Primary school

Ghana introduced a bold new curriculum of the future in 2019 labelled the ‘Standards-Based Curriculum’ (SBC) for kindergarten to primary six. While this new curriculum reform alters the country’s education landscape for the better, it is not enough to cause the expected shift from the traditional method of teaching practised in Ghanaian classrooms.

The National Council for Curriculum and Assessment (NaCCA) has explained that the rationale for the introduction of the ‘Standards-Based Curriculum’ was to change the content and structure of the education system largely focused on passing examinations to building character, nurturing values, literacy, confidence, and critical thinking of children. The key features of the new curriculum include the acquisition of the 4Rs (reading, writing, arithmetic, and creativity), development of core competencies/twenty-first-century skills (foundational and lifelong skills), learner-centred pedagogies (e.g., differentiation, scaffolding, and use of ICT), and inclusion and diversity in education.

This direct response by Ghana to the objective-based curriculum (OBC) which has been in existence since 1961 when the Education Act was passed positions it as one of the emerging countries in the world where learning through play is being promoted as an important strategy to promote the holistic development of children.

Play-based learning (PBL) or learning through play (LtP) is considered by researchers as an effective teaching and learning tool that helps children to be creative and imaginative, hones their physical abilities, engages their natural curiosity, and allows them to pursue their experiences based on their individualised interests, strengths, and skills while learning to make sense of the world around them. Play-based learning pedagogy entails both child-led and teacher-designed learning opportunities.

The benefits inherent in playful learning are not available to children when teachers use the traditional method of teaching which follows the drill and rote method of memorisation. With this outdated method sadly used in Ghanaian classrooms at a wider scale, children learn through repetition and memorisation, with little to no scope for critical thinking and independent thought processing.

• • • • • • •

EXERCISE DIRECTIONS: According to the passage on Ghana's curriculum reform, what four things make up the 4Rs? Answer from the passage on Ghana's curriculum reform and nothing else.

LISTING:
• • • • • • •

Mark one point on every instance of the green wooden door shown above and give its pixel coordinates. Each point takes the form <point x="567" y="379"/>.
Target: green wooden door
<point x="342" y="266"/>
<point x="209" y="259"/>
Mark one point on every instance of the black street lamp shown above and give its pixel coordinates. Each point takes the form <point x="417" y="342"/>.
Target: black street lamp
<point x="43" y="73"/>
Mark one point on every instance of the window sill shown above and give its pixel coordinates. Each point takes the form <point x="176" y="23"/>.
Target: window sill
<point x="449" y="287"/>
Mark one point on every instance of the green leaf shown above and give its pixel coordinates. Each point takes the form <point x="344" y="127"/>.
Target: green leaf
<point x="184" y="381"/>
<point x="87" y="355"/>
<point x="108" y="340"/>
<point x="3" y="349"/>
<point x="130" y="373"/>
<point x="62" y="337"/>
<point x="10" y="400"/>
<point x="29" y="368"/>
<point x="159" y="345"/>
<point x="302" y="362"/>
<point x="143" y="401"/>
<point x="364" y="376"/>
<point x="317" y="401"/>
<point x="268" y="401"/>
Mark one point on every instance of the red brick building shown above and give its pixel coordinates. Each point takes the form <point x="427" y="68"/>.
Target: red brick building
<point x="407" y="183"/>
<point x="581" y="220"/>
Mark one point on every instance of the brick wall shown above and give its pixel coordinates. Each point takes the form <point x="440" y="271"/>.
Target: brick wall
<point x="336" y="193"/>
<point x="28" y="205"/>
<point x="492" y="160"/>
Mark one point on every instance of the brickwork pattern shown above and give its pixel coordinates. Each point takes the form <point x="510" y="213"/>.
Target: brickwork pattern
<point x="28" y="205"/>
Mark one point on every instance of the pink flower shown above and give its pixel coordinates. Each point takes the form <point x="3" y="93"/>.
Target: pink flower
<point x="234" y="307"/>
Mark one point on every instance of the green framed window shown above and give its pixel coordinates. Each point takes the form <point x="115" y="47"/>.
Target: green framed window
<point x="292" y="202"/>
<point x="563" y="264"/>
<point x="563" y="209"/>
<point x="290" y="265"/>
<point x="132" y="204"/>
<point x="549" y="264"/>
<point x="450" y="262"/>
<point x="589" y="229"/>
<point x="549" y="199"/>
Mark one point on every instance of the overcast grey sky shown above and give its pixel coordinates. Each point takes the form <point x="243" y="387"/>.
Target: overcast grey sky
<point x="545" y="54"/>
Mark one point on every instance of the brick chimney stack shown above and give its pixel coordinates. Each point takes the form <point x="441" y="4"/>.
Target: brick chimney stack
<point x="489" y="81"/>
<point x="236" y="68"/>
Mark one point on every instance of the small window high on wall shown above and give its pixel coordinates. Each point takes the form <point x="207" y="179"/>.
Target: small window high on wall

• • • • • • •

EXERCISE RESPONSE: Reading, writing, arithmetic, and creativity.